**QUOTED PASSAGE**
==========

July 23, 2009

Guzzle It: The RSS-Powered Personalized Site With A Unique Name

The Web has moved away from one built around stale Web sites that treat you like any other visitor. Now, practically every leading site features personalization, giving you customized news sources, social aspects, and increasingly, the option to choose specific topics to keep you updated on. Just two weeks ago we introduced you to Lazyfeed, a cool Web project based on real-time topic discovery, and tonight, we've been looking at another customizable site that is focused on topics you select, called Guzzle It, complete with the .it extension, awkward name and logo.

Jolie O'Dell, who wrote about the service for ReadWriteWeb a week ago, called it "one of the cleanest, coolest, most intuitive, most customizable news dashboards we've seen". And yeah, it's cool. It has a solid user interface, and as I liked with Lazyfeed, it doesn't ask you to come packing OPML. It just asks for topics you like and builds out your page.

==========

**EXERCISE INSTRUCTIONS**
A – Answer these questions about the post on Guzzle It:
(i) How long before this post did the site introduce Lazyfeed?
(ii) Who wrote about the service for ReadWriteWeb?
(iii) Instead of OPML, what does Guzzle It ask the user for?
B – Update the part of the post on Guzzle It that opens with the words "Guzzle It: The" and closes with "name and logo.". Put "static" in place of "stale".

**RAW DATA**
==========

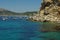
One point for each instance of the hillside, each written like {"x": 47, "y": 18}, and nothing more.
{"x": 7, "y": 12}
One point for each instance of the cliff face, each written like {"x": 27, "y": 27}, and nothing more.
{"x": 49, "y": 11}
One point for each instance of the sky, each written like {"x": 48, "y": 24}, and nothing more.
{"x": 20, "y": 5}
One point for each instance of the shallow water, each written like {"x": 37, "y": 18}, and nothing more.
{"x": 21, "y": 29}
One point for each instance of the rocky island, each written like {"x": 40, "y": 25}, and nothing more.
{"x": 49, "y": 12}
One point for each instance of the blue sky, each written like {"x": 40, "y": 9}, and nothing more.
{"x": 20, "y": 5}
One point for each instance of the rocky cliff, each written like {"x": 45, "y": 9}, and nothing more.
{"x": 49, "y": 11}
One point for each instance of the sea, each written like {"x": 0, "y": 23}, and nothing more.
{"x": 22, "y": 29}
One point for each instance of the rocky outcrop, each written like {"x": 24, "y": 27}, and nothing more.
{"x": 49, "y": 11}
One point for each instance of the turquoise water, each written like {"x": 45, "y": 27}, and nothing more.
{"x": 20, "y": 29}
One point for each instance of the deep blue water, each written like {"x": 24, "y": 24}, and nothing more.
{"x": 21, "y": 29}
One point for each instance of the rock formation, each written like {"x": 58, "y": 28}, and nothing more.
{"x": 49, "y": 11}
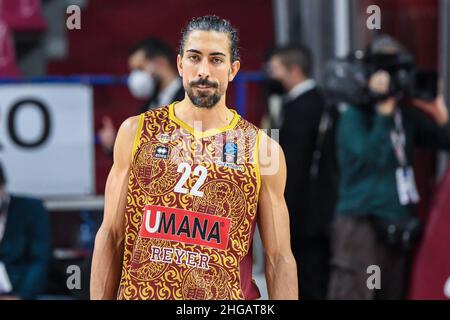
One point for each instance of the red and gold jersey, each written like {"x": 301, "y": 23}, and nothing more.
{"x": 191, "y": 210}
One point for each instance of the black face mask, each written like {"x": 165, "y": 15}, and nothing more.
{"x": 273, "y": 86}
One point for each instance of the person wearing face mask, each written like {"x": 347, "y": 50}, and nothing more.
{"x": 153, "y": 79}
{"x": 307, "y": 138}
{"x": 24, "y": 245}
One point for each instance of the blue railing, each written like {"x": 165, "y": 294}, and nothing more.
{"x": 241, "y": 81}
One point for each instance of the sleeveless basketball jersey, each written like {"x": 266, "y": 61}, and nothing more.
{"x": 191, "y": 210}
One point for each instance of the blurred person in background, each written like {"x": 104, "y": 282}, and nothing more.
{"x": 153, "y": 78}
{"x": 375, "y": 224}
{"x": 307, "y": 138}
{"x": 24, "y": 245}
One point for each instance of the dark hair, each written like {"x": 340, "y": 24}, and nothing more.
{"x": 297, "y": 55}
{"x": 2, "y": 176}
{"x": 212, "y": 23}
{"x": 154, "y": 47}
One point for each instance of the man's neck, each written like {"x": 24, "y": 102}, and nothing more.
{"x": 203, "y": 119}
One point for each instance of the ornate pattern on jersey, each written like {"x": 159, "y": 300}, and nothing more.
{"x": 191, "y": 210}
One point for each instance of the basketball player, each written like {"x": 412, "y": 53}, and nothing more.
{"x": 187, "y": 188}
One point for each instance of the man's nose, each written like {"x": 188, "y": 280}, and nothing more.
{"x": 203, "y": 71}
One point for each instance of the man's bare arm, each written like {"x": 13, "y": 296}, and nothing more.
{"x": 273, "y": 223}
{"x": 109, "y": 242}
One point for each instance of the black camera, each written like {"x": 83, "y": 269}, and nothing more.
{"x": 346, "y": 80}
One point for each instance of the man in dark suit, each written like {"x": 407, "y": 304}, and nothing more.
{"x": 307, "y": 138}
{"x": 24, "y": 245}
{"x": 153, "y": 79}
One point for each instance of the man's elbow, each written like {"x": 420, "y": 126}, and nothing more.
{"x": 277, "y": 259}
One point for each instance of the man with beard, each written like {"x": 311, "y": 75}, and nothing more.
{"x": 188, "y": 186}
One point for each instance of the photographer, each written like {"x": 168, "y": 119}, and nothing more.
{"x": 375, "y": 222}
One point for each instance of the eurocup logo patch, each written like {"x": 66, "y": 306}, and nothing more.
{"x": 162, "y": 152}
{"x": 229, "y": 153}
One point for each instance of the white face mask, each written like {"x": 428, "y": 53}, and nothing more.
{"x": 141, "y": 84}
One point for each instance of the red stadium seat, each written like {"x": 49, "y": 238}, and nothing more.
{"x": 8, "y": 66}
{"x": 22, "y": 15}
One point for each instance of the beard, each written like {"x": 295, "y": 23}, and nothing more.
{"x": 203, "y": 99}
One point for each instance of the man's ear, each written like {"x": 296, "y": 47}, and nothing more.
{"x": 179, "y": 65}
{"x": 235, "y": 66}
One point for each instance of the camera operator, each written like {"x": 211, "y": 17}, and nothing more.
{"x": 375, "y": 223}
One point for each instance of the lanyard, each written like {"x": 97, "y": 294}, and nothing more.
{"x": 398, "y": 139}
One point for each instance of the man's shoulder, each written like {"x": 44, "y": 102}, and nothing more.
{"x": 158, "y": 112}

==========

**ANSWERS PER TASK**
A –
(i) Two weeks ago.
(ii) Jolie O'Dell.
(iii) Topics you like.

B –
Guzzle It: The RSS-Powered Personalized Site With A Unique Name

The Web has moved away from one built around static Web sites that treat you like any other visitor. Now, practically every leading site features personalization, giving you customized news sources, social aspects, and increasingly, the option to choose specific topics to keep you updated on. Just two weeks ago we introduced you to Lazyfeed, a cool Web project based on real-time topic discovery, and tonight, we've been looking at another customizable site that is focused on topics you select, called Guzzle It, complete with the .it extension, awkward name and logo.